João Pedro Novochadlo
You may have heard that "attention is the new oil." But in practice, what does this mean for those who create, manage, or live off the creative economy?
In recent years, we have seen a silent — but profound — shift in the market’s value logic. If before it was the content itself that attracted the limelight, now it is the reach it generates. Attention has become an asset. A scarce, measurable, and, above all, negotiable asset.
Platforms, brands, and now investors are paying more attention (literally) to those who consistently move audiences. And we’re not just talking about millions of followers — but real, engaged communities that mobilize, buy, and interact.
If you are a creator or agency, you are sitting on an invisible treasure. The question is: are you treating your attention as a business?
Attention has become capital: how this changes the game
In the new market logic, attention is no longer a byproduct of content — it is the main product. The time someone dedicates to listening, watching, or interacting with you is increasingly scarce… and therefore, more valuable.
If before the value of a brand or creator was measured by the number of posts, portfolio, or even followers, today investors and partners want to know:
how much attention can you capture and maintain?
This changes everything.
Because attention is transferable, scalable, and monetizable. A creator who consistently engages 500,000 people has more influence (and potential return) than a R$ 500,000 advertising operation with lukewarm reach.
And the market has already realized this.
Today, investment rounds in creators and collectives are not based solely on revenue — but on indicators like audience retention, engagement, recurrence, and growth potential. The attention economy is closer to venture capital than to the advertising market.
Those who capture attention can now capture resources.
What investors are keeping an eye on (and you should too)
Investors are no longer looking just for growing revenue or solid contracts. They want predictability, scalability, and perceived value — and qualified attention delivers all of that.
Here are the main positive warning signs for those thinking like investors (and should act like one):
1. Real engagement > followers
Inflated likes no longer impress anyone. What matters is how much your base reacts, comments, shares, and — most importantly — buys or mobilizes when you come into the picture.
2. Ability to scale without increasing fixed costs
Creators and agencies that know how to scale attention (live streams, campaigns, digital products, drops) with a lean structure are seen as lightweight growth machines.

(Some records)

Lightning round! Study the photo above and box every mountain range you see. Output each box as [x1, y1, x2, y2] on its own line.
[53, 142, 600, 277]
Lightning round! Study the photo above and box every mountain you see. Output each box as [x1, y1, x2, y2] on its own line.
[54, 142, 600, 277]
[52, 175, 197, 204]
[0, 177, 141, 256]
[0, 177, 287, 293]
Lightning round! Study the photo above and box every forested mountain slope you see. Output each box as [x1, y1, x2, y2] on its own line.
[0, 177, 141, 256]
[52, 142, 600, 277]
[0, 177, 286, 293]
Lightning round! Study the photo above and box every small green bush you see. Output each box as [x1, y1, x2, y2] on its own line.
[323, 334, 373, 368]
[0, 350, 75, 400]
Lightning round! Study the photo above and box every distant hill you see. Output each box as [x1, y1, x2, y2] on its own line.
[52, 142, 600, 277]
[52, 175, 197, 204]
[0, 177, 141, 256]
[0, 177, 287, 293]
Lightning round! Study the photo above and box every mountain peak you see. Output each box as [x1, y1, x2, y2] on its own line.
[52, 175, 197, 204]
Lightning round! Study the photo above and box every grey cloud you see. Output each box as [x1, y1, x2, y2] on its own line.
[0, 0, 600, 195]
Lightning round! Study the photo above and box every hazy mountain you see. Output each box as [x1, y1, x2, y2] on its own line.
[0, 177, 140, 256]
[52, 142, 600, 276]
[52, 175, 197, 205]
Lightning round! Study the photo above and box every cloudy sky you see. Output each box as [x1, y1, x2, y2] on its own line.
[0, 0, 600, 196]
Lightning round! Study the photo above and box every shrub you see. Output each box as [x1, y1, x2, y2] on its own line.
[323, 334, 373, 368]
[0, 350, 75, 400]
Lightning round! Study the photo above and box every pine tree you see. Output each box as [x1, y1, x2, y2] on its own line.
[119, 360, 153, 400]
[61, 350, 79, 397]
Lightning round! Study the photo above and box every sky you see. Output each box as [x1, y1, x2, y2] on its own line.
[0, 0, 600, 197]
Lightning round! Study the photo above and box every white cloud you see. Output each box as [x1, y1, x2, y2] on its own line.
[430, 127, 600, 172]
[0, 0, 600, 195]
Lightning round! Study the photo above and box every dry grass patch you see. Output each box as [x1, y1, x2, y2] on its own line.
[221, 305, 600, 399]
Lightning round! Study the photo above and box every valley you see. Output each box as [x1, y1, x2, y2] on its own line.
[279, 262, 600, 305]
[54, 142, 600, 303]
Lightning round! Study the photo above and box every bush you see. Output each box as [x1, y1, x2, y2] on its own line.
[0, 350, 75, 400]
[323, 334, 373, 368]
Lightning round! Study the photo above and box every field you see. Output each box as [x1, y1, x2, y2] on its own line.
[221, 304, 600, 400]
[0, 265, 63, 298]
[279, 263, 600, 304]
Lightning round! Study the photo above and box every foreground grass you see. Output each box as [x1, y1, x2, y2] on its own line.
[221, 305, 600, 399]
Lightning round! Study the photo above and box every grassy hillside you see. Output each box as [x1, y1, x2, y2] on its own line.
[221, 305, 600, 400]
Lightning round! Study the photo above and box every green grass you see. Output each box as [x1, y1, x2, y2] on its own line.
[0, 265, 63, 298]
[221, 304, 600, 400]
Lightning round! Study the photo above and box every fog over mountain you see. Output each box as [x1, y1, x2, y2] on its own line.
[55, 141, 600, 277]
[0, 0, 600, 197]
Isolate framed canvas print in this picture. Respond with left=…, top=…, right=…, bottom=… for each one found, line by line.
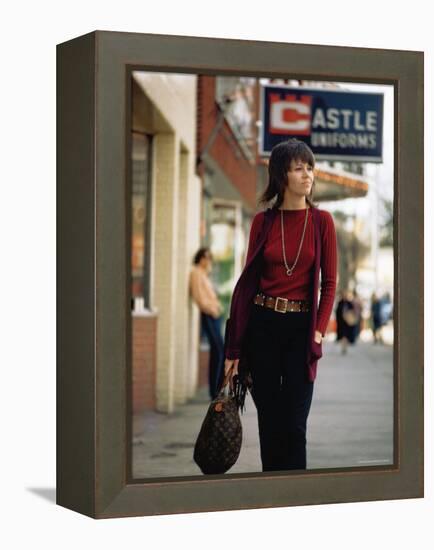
left=57, top=31, right=424, bottom=519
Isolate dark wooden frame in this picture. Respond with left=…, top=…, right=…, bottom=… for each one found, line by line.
left=57, top=31, right=424, bottom=518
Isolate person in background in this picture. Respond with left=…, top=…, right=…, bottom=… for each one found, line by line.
left=225, top=139, right=337, bottom=471
left=353, top=289, right=363, bottom=340
left=371, top=292, right=384, bottom=344
left=190, top=247, right=224, bottom=399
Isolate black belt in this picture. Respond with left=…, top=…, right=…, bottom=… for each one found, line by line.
left=253, top=293, right=310, bottom=313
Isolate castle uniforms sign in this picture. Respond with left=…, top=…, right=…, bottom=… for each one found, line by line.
left=260, top=84, right=383, bottom=162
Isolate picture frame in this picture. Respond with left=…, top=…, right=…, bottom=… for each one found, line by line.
left=56, top=31, right=424, bottom=519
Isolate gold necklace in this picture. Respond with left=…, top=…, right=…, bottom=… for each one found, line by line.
left=280, top=208, right=309, bottom=277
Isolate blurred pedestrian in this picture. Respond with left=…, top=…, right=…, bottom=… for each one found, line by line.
left=190, top=247, right=224, bottom=399
left=225, top=139, right=337, bottom=471
left=371, top=292, right=384, bottom=344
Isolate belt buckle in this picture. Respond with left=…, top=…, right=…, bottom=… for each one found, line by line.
left=274, top=298, right=288, bottom=313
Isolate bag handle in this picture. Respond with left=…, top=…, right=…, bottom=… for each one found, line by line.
left=217, top=369, right=233, bottom=395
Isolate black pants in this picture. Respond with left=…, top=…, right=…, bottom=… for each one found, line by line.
left=247, top=305, right=313, bottom=472
left=201, top=312, right=224, bottom=399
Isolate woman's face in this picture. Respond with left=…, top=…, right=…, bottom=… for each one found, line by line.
left=287, top=160, right=313, bottom=197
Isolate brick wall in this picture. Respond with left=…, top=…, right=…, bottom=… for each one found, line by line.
left=132, top=316, right=157, bottom=414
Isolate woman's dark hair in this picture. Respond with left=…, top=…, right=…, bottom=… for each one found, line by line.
left=193, top=250, right=212, bottom=265
left=258, top=138, right=315, bottom=208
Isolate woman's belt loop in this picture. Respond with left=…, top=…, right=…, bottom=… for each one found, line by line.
left=253, top=292, right=310, bottom=313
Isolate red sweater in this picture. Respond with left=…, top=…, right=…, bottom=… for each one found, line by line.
left=251, top=209, right=337, bottom=336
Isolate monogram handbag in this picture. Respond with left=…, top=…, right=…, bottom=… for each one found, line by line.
left=193, top=373, right=242, bottom=474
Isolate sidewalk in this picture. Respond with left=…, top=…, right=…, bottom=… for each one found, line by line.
left=133, top=337, right=393, bottom=484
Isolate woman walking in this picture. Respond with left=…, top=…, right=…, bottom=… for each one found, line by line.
left=225, top=139, right=337, bottom=471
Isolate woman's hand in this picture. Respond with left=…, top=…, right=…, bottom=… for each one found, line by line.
left=225, top=359, right=240, bottom=390
left=314, top=330, right=322, bottom=344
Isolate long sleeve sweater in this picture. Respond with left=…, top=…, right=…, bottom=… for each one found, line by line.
left=246, top=209, right=337, bottom=336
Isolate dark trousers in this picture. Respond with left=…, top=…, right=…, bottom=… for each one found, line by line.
left=247, top=305, right=313, bottom=472
left=201, top=312, right=224, bottom=399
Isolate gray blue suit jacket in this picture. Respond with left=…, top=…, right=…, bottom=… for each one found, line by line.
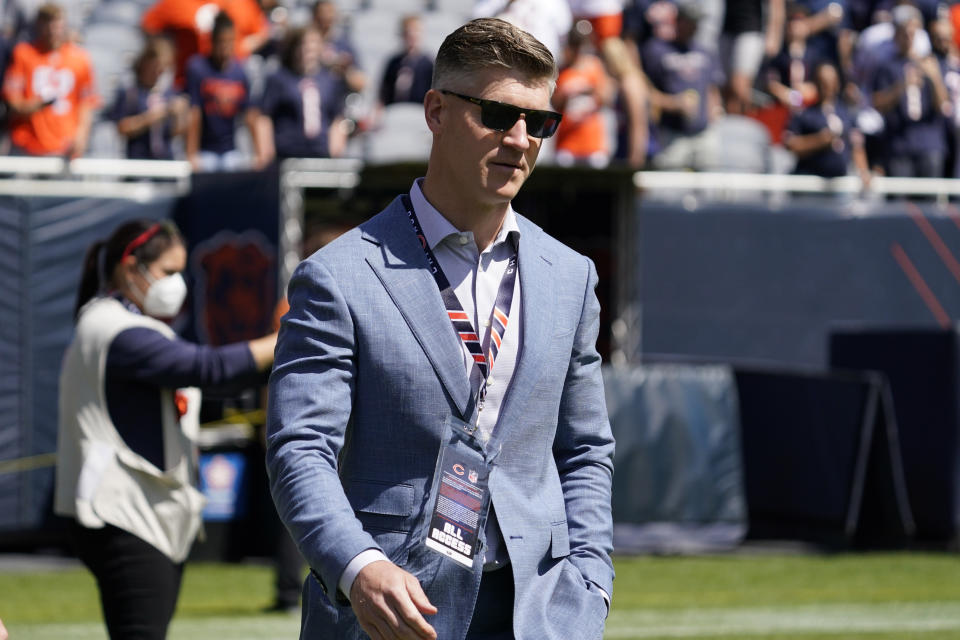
left=267, top=198, right=614, bottom=640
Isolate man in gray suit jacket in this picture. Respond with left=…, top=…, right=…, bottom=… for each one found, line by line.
left=267, top=19, right=614, bottom=640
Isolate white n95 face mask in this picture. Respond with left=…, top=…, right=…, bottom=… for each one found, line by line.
left=143, top=269, right=187, bottom=318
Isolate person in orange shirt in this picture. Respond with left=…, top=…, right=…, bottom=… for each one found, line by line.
left=3, top=4, right=98, bottom=158
left=553, top=20, right=613, bottom=168
left=140, top=0, right=270, bottom=89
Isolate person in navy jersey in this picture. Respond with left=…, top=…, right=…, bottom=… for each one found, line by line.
left=871, top=5, right=949, bottom=178
left=380, top=15, right=433, bottom=106
left=261, top=28, right=347, bottom=159
left=109, top=38, right=189, bottom=160
left=186, top=12, right=268, bottom=171
left=54, top=220, right=277, bottom=640
left=642, top=1, right=723, bottom=169
left=795, top=0, right=847, bottom=64
left=313, top=0, right=366, bottom=93
left=784, top=62, right=870, bottom=184
left=763, top=4, right=823, bottom=111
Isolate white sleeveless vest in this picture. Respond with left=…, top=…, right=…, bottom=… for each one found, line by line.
left=54, top=298, right=205, bottom=562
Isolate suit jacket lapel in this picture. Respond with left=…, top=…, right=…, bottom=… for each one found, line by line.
left=496, top=216, right=556, bottom=440
left=361, top=198, right=470, bottom=420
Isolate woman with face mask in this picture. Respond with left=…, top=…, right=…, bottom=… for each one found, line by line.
left=54, top=221, right=277, bottom=640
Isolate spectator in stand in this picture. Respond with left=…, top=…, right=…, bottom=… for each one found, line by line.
left=380, top=15, right=433, bottom=106
left=186, top=12, right=269, bottom=171
left=109, top=38, right=190, bottom=160
left=720, top=0, right=786, bottom=113
left=473, top=0, right=573, bottom=60
left=141, top=0, right=270, bottom=89
left=553, top=20, right=614, bottom=168
left=261, top=27, right=347, bottom=159
left=570, top=0, right=649, bottom=169
left=313, top=0, right=366, bottom=93
left=3, top=4, right=98, bottom=158
left=643, top=0, right=723, bottom=169
left=784, top=62, right=870, bottom=185
left=852, top=1, right=931, bottom=93
left=764, top=3, right=824, bottom=111
left=870, top=5, right=949, bottom=178
left=793, top=0, right=846, bottom=64
left=929, top=18, right=960, bottom=178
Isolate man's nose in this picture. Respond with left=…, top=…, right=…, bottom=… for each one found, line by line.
left=503, top=115, right=530, bottom=151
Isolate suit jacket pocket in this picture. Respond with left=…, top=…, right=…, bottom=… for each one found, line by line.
left=343, top=480, right=414, bottom=518
left=550, top=520, right=570, bottom=558
left=343, top=480, right=414, bottom=566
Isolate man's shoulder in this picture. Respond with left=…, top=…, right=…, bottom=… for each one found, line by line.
left=517, top=213, right=588, bottom=267
left=308, top=201, right=403, bottom=269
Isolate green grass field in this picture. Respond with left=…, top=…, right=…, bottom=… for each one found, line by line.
left=0, top=553, right=960, bottom=640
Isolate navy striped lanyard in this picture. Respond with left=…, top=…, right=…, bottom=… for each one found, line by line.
left=403, top=195, right=517, bottom=408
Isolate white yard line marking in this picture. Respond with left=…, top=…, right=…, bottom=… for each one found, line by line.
left=604, top=602, right=960, bottom=639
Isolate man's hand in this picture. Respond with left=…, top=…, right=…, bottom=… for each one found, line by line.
left=350, top=560, right=437, bottom=640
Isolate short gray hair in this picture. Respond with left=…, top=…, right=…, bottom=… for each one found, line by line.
left=433, top=18, right=557, bottom=89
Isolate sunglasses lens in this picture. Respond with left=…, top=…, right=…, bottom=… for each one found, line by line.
left=526, top=111, right=560, bottom=138
left=480, top=102, right=523, bottom=131
left=480, top=95, right=560, bottom=138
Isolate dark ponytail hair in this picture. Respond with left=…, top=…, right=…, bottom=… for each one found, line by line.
left=73, top=220, right=183, bottom=320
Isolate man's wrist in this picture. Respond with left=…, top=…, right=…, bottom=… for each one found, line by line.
left=337, top=547, right=389, bottom=600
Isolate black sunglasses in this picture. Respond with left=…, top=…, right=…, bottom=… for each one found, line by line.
left=440, top=89, right=563, bottom=138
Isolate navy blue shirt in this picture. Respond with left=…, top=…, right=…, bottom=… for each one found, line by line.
left=787, top=102, right=859, bottom=178
left=643, top=38, right=723, bottom=135
left=109, top=82, right=175, bottom=160
left=187, top=55, right=250, bottom=153
left=797, top=0, right=849, bottom=64
left=260, top=68, right=344, bottom=158
left=871, top=54, right=946, bottom=155
left=104, top=302, right=260, bottom=469
left=763, top=42, right=822, bottom=94
left=380, top=53, right=433, bottom=105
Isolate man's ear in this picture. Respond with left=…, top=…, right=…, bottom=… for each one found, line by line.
left=423, top=89, right=446, bottom=134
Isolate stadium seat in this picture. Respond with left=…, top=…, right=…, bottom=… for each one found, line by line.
left=83, top=22, right=143, bottom=56
left=366, top=103, right=431, bottom=164
left=698, top=115, right=770, bottom=173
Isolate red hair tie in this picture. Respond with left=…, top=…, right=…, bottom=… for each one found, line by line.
left=120, top=222, right=160, bottom=262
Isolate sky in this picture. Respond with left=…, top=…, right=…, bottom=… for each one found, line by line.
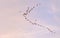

- **Requests**
1. According to the article on attention as capital, what indicators do investment rounds in creators and collectives use besides revenue?
2. Check each statement against the article on attention as capital and say whether it agrees, citing the article's deciding words: (a) Attention is now treated as the main product and not as a byproduct of content. (b) The attention economy is closer to the advertising market than to venture capital. (c) Inflated likes still impress investors.
3. Write the next part of the article on attention as capital, continuing after its last sentence.

- **Answers for the tasks**
1. Audience retention, engagement, recurrence, and growth potential.

2.
(a) Yes: "attention is no longer a byproduct of content — it is the main product."
(b) No: "The attention economy is closer to venture capital than to the advertising market."
(c) No: "Inflated likes no longer impress anyone."

3.
3. New era financial metrics
CAC (Customer Acquisition Cost), LTV (Customer Lifetime Value), churn, repurchase rate. Yes, startup vocabulary has already reached your universe — and understanding these indicators is what separates the investable creator from the dependent one.
4. Flexible monetization model
Whether through collaborations, proprietary products, events, subscriptions, the more diversified and predictable your revenue, the greater the investor's confidence.
5. Long-term narrative
Investors want vision. What’s the plan? Where do you want to be in 2 years? How do you transform attention into legacy, community, and cash flow? A creator with a business discourse becomes a strategic asset.
Creators and agencies: how to become an investable “attention company”
You already have the main asset: attention. The next step is to structure this as a business. And yes, this applies both to solo creators and to agencies that manage talent, projects, and campaigns.
Here’s the practical path to become an investable attention company:
Formalize your operation
Have a CNPJ, organized contracts, regular accounting, and issue invoices. This may seem basic, but it’s one of the main filters for funds and partners. An investor does not put money into informality.
Build predictable cash flow
Anticipating your receivables can be the turning point. Instead of waiting 30, 60, or 90 days to receive, you gain immediate liquidity and can reinvest in what matters: growth, team, production.
Be clear about your numbers
Do you know how much it costs to generate 1,000 real clicks? What’s your average conversion rate? How much money flows through your operation per month? Creators and agencies that control their metrics stand out — because they convey trust and control.
Position your brand as an asset
Your image, your branding, your community: all of this is intangible — and measurable. Having a strong and coherent narrative is as important as having good numbers.
Professionalize without losing your soul
Investors buy structure, but they also buy essence. Creators and agencies that manage to grow without becoming a commodity win in both worlds: public attention and capital interest.
Trends and opportunities: what’s coming
The attention economy is moving from behind-the-scenes discussions to becoming a formal and competitive market. Those who position themselves now can surf the next wave with an advantage. Here’s what is gaining traction:
Platforms and funds creating vehicles to invest in creators
SPVs (Special Purpose Vehicles) and microfunds are already being structured to invest in creative talents as if they were startups. This means: raising capital in exchange for equity or return on future campaigns.
Agencies as hubs for creative capital
Agencies that operate multiple creators and communities are starting to be seen as attention accelerators. With well-defined processes, these structures attract investment as scalable operations.
Creative equity and performance-based contracts
Hybrid models are emerging: fixed part + variable + profit sharing from projects. This aligns interests and transforms talent into a long-term asset.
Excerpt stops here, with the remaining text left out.